Отрывок из «Записок диверсанта» Илья Старинова [88. С. 163–167]
Глава 1. Июнь 1941 года
Учения на Западной границе
В двадцатых числах июня 1941 года Генеральный штаб Красной Армии намечал провести учения войск Особого Западного военного округа. От Главного военно-инженерного управления РККА на учения командировали двух человек: заместителя начальника управления военно-инженерной подготовки подполковника З. И. Колесникова и меня, занимавшего в ту пору должность начальника отдела заграждений и минирования.
Теплым, душным вечером 19 июня мы выехали из Москвы, чтобы представиться в Минске командованию, а затем продолжать путь в Брест, в штаб будущих учений <…>.
Одержимых минной техникой инженеров в Красной Армии имелось немало. Сам я тоже был сторонником минновзрывных заграждений.

• [Исходные материалы]:
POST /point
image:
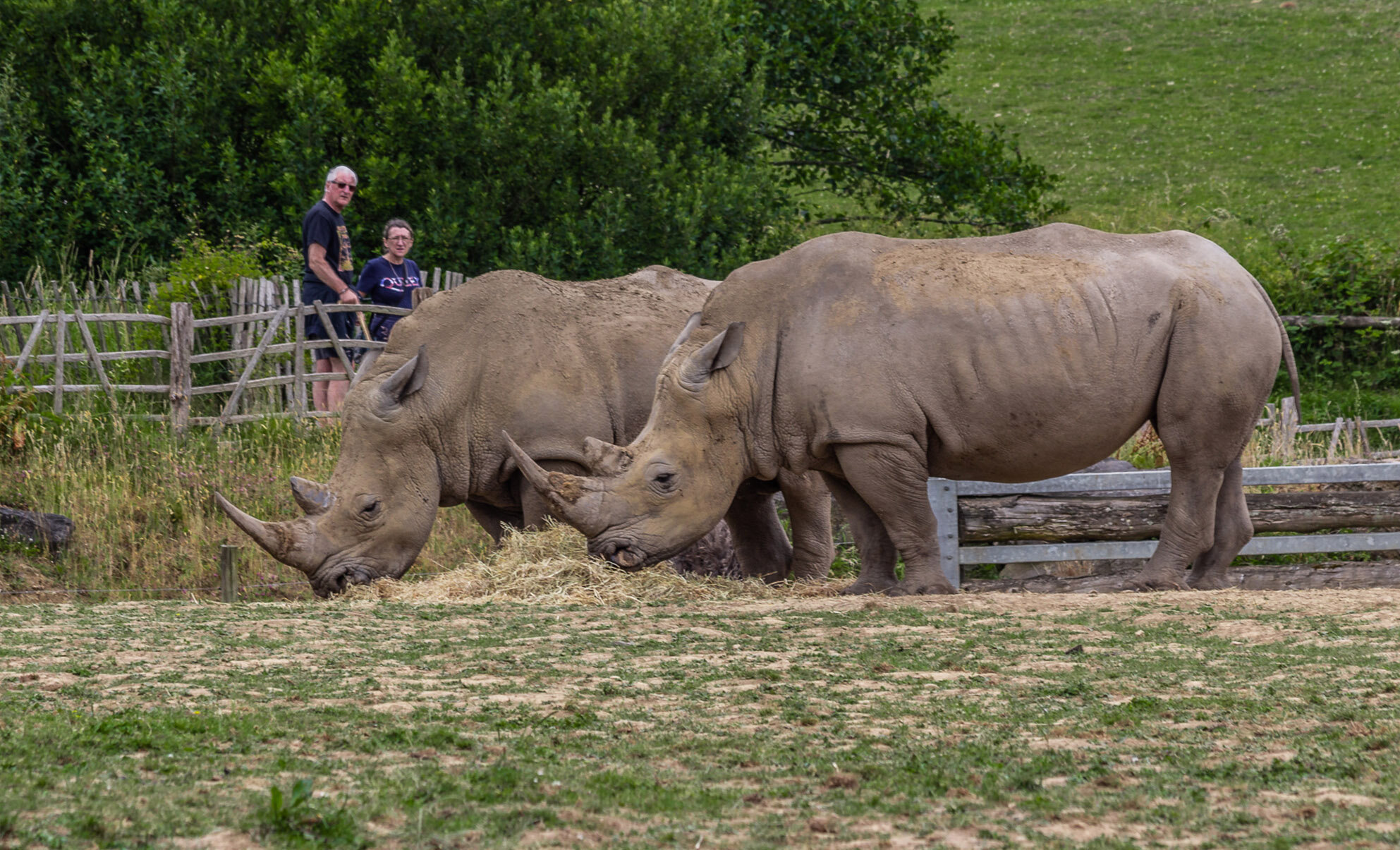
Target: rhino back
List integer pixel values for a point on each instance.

• [Список задач]:
1. Измени в отрывке из «Записок диверсанта» фрагмент, начав со слов «Теплым, душным вечером» и закончив словами «сторонником минновзрывных заграждений.»: замени «Минске» на «Киеве», затем приведи этот фрагмент целиком.
2. Какую должность занимал рассказчик в отрывке из «Записок диверсанта»?
3. Подхвати повествование отрывка из «Записок диверсанта» и продолжи его после последнего предложения.
Материалы не связаны с отрывком.

• [Итоговые ответы]:
1.
Теплым, душным вечером 19 июня мы выехали из Москвы, чтобы представиться в Киеве командованию, а затем продолжать путь в Брест, в штаб будущих учений <…>.
Одержимых минной техникой инженеров в Красной Армии имелось немало. Сам я тоже был сторонником минновзрывных заграждений.

2. Должность начальника отдела заграждений и минирования.

3.
Я не раз ходил с испанскими, немецкими, французскими, английскими, югославскими, польскими, американскими бойцами в тыл врага, мы вместе выполнили не одно ответственное и рискованное задание, широко применяя самые различные мины. Наши противопоездные мины стали грозой железнодорожных коммуникаций испанских фашистов. Саперам врага, пытавшимся обезвреживать мины, мы преподносили сюрприз за сюрпризом. Враг не мог обеспечить безопасность своих дорог даже тогда, когда бросил на охрану стокилометрового участка пути целый полк пехоты!
Как же было мне не пропагандировать мины?.. Вспомнив Испанию, я вспомнил, конечно же, и советских добровольцев, сражавшихся там с фашизмом. В Минске, куда мы ехали, предстояла встреча с двумя «испанцами»: с командующим округом генералом армии Д. Г. Павловым и начальником артиллерии округа генерал-майором Н. А. Кличем. Как-то они нынче, на высоких постах?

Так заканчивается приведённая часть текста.